Exercise details: Start at the first line of the listing below. Write out each line exactly, stopping after the one that contains "Target: green leaf".

Source data:
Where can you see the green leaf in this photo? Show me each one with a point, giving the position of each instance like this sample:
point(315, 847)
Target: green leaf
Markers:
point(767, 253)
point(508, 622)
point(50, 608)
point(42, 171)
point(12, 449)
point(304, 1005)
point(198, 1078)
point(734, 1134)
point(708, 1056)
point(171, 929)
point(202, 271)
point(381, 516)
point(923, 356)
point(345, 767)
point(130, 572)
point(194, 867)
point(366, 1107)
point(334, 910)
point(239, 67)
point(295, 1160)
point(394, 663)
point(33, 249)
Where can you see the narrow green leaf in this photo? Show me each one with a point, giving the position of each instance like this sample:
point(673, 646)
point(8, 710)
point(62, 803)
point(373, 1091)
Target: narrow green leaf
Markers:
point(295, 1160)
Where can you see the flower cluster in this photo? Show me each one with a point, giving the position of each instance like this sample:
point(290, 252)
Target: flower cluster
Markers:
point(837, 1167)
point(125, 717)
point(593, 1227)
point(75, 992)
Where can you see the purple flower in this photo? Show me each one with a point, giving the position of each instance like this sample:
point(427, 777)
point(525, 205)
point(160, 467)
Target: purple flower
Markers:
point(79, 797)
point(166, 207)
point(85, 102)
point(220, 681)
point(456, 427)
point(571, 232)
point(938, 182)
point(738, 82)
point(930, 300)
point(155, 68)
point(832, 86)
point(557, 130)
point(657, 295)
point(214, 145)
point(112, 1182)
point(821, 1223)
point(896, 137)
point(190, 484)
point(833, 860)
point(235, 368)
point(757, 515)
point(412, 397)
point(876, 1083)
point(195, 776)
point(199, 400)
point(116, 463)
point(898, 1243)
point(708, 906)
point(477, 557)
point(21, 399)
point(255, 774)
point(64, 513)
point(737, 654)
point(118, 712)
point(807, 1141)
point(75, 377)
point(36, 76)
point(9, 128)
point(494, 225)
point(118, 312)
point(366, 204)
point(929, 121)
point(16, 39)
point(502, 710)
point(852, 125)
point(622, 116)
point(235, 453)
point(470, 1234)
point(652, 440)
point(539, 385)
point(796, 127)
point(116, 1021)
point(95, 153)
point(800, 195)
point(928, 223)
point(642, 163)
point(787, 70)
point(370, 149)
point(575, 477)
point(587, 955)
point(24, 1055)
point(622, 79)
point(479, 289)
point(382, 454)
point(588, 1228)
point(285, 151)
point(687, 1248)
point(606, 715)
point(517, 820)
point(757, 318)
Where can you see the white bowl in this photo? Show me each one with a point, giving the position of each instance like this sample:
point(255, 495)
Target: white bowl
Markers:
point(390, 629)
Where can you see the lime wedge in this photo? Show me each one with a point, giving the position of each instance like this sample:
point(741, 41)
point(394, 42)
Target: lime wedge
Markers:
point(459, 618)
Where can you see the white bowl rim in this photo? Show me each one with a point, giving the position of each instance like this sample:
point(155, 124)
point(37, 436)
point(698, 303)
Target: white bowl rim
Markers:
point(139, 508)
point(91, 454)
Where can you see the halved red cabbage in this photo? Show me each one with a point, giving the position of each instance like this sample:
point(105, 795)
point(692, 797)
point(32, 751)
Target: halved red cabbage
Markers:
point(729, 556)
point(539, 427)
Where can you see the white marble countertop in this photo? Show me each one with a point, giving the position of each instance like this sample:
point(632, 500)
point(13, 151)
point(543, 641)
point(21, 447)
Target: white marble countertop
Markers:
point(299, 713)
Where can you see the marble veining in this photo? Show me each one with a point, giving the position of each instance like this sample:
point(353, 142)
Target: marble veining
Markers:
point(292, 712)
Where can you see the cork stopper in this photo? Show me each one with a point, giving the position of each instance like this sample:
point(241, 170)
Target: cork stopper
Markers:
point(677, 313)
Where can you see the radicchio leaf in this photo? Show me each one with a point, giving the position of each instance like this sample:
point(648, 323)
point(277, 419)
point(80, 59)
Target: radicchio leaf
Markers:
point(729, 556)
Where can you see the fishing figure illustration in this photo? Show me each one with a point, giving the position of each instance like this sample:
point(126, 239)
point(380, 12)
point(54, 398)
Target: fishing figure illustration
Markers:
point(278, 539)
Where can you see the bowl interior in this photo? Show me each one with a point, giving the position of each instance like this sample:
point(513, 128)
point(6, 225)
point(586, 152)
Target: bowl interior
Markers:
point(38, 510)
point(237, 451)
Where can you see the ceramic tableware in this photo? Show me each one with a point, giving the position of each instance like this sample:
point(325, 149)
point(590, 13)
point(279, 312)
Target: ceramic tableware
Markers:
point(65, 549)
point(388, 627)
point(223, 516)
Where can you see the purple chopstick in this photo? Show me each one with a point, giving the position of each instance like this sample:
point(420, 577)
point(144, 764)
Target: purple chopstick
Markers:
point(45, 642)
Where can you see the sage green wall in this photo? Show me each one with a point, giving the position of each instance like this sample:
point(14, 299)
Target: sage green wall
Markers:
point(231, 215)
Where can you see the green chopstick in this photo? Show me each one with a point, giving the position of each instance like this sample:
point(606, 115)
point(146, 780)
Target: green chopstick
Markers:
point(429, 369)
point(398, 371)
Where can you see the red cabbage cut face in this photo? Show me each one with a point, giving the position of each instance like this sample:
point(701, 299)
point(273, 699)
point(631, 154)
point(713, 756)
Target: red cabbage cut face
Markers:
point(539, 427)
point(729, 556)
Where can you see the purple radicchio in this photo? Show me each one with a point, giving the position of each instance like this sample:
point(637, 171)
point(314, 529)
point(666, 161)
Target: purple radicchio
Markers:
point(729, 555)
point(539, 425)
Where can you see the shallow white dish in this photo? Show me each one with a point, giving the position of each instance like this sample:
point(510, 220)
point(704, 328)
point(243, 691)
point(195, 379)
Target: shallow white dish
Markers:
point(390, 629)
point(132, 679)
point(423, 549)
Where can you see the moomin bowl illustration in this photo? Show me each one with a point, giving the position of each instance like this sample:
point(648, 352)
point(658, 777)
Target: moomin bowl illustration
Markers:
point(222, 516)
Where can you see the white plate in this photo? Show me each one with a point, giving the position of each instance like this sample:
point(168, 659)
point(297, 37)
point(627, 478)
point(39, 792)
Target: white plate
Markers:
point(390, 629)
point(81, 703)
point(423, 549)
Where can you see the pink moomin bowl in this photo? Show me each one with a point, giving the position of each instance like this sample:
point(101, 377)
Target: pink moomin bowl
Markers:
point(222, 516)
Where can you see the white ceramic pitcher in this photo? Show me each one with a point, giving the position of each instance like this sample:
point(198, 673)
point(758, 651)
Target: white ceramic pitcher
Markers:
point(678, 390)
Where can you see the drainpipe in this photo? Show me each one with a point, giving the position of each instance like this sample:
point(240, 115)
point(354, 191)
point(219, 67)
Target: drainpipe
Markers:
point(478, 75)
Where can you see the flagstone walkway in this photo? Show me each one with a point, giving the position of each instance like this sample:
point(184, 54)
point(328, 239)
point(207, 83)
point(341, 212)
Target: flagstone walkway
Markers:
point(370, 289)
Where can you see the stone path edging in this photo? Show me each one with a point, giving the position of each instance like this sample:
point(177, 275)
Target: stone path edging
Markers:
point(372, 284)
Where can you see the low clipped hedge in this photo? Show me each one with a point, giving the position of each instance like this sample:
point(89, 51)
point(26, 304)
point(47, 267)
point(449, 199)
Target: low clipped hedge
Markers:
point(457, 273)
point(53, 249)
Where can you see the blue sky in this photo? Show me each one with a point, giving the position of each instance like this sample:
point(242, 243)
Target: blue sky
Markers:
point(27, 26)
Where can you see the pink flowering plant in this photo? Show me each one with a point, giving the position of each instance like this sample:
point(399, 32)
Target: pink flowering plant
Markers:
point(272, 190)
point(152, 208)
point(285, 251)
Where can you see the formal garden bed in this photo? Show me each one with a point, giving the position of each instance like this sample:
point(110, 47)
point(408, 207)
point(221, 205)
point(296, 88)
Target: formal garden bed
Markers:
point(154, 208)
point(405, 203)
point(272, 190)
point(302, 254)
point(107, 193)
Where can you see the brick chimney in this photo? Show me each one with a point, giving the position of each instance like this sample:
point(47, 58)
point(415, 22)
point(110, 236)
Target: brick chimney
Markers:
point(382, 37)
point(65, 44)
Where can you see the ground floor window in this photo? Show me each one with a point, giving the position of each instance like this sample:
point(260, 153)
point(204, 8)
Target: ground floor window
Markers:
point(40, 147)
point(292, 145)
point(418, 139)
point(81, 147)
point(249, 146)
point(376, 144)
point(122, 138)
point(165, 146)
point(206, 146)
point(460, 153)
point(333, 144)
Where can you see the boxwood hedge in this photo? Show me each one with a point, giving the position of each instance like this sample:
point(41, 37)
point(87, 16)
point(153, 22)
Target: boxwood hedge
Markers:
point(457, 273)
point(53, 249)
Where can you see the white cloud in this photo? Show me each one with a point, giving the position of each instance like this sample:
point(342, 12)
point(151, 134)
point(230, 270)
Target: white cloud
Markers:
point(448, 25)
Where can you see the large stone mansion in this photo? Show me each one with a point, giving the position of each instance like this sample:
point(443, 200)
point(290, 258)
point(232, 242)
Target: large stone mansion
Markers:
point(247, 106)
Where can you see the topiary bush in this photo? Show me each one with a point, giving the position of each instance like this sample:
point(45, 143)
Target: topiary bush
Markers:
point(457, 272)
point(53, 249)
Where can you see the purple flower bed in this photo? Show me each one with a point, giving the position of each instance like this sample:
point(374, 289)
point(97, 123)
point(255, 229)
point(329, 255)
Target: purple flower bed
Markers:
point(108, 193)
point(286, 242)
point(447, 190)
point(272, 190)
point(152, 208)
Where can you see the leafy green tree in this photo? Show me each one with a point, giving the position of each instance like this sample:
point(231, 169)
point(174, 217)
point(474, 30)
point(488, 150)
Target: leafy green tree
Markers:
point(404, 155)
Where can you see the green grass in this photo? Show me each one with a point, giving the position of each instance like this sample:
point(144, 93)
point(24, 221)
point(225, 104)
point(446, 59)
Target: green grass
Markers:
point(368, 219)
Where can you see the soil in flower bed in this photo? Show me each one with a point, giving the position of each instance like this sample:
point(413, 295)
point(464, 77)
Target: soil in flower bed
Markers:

Solution to this exercise:
Where can you see the green leaf in this photo? Show me each one with a point, giving the position of each instance like this sample:
point(315, 847)
Target: green leaf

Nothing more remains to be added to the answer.